§ Source records
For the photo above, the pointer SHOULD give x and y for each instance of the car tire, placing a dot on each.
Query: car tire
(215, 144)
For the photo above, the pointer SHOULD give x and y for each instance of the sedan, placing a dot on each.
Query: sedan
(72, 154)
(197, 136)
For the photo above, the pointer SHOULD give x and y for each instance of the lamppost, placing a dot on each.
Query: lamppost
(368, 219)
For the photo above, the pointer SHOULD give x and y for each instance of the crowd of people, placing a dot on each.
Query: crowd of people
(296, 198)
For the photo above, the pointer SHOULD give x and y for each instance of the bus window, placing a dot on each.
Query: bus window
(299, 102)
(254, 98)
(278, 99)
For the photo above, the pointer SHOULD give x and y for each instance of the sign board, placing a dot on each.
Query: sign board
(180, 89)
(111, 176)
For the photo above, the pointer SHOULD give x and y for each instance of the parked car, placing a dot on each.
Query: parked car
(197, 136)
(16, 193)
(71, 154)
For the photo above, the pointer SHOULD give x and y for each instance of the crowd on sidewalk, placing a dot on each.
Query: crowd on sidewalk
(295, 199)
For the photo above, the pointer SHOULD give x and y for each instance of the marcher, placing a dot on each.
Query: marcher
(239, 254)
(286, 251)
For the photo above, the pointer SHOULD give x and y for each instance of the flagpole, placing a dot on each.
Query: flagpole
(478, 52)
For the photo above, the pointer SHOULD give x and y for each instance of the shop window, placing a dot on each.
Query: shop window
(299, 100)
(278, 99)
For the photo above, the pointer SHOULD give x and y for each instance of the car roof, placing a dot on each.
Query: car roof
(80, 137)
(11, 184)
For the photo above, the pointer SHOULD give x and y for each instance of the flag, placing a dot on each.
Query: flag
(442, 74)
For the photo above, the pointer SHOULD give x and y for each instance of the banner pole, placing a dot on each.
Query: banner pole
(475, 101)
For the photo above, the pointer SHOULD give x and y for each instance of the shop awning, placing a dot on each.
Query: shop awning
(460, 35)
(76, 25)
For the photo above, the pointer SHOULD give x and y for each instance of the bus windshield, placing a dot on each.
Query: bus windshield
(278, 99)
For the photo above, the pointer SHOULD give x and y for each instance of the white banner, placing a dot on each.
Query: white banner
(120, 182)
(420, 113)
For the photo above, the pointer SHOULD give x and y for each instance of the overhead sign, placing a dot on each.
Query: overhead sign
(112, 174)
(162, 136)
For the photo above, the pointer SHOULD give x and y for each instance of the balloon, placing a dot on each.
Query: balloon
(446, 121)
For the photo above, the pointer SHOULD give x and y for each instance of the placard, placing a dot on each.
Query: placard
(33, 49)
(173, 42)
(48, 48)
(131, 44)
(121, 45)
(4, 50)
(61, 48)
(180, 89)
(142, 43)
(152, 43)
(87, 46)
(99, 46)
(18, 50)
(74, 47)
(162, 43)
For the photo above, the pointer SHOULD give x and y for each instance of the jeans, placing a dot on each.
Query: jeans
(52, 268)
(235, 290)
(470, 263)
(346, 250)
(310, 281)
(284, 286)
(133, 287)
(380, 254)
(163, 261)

§ Task objective
In this exercise, reproduce each line above exactly.

§ Finished task
For the photo above, the pointer SHOULD give x and y for each instance of the car tire, placing a dot on each.
Query: car tire
(215, 144)
For the photo above, the pointer SHOULD give x and y for each instance of the sedan, placing a dot on each.
Query: sedan
(72, 154)
(197, 136)
For the photo above, the pointer SHOULD give x and y for each instance of the lamppost, placing a dot on each.
Query: lamppost
(368, 219)
For the photo above, the pointer SHOULD give x and y for each instance of the crowd of people, placing a dot on each.
Query: crowd of people
(296, 198)
For the photo above, the pointer SHOULD give x and y for each instance of the bus window, placing a dot on each.
Query: bus window
(299, 102)
(254, 98)
(278, 99)
For the photo above, the pointer SHOULD give x and y for each instance of the sign board, placing a dot on each.
Query: sign board
(180, 89)
(111, 176)
For the photo above, the pointer SHOULD give x and y for each instance of the parked car, placing a dot on each.
Query: parked car
(197, 136)
(16, 193)
(71, 154)
For the photo above, the pointer SHOULD give x and y for each instance of the crowd on sidewalk, placing a dot on each.
Query: crowd on sidewalk
(295, 199)
For the photo above, the pointer SHOULD give x and y for each instance of the marcher, placing a dot on each.
Query: marcher
(239, 254)
(286, 251)
For the photo above, the pointer SHOULD give x and y for each instance of the flagpole, placing a dot on each.
Query: flagpole
(478, 52)
For the photo above, the pointer SHOULD give x and y for each instance of the shop window, placing a dot on each.
Query: shop window
(299, 100)
(278, 99)
For the photo above, the pointer SHOULD give x and y for each instance of the car roof, placing a dot on each.
Query: car roof
(80, 137)
(11, 184)
For the photo above, the pointer SHOULD give x and y for each instance of the flag, placing a dot on each.
Query: flag
(442, 74)
For the photo above, the pointer SHOULD give x and y for each instance of the banner pole, placing a dot on each.
Query: banner pole
(475, 101)
For the photo above, the pointer SHOULD give x and y for each instance of the shop awning, placing a dot on each.
Query: shop awning
(460, 35)
(76, 25)
For the photo above, the pointer SHOULD give x and y for each instance of the bus windshield, placing a dot on each.
Query: bus windshield
(278, 99)
For the photo above, the pointer SHOULD give x and y for each instance of the white banner, placing a dot on each.
Query: white banner
(120, 182)
(420, 113)
For the photo above, the pointer SHOULD give x and y for each instance of the overhead sign, placing a dot on each.
Query: overhead sign
(112, 174)
(162, 136)
For the photo above, the pointer SHOULD give x and y for each instance of the balloon, placing a dot on each.
Query: balloon
(446, 121)
For the photo above, the pointer SHOULD give x and y for each instance of the placard, placing a dot on each.
Query: placard
(33, 49)
(173, 42)
(48, 48)
(131, 44)
(121, 45)
(4, 50)
(61, 48)
(180, 89)
(142, 43)
(152, 43)
(87, 46)
(99, 46)
(18, 50)
(74, 47)
(162, 43)
For the photo above, the pointer SHOULD give x and y for each instance of the jeans, placing a dot on each.
Query: jeans
(52, 268)
(235, 290)
(470, 263)
(346, 250)
(310, 281)
(284, 286)
(133, 287)
(380, 254)
(163, 261)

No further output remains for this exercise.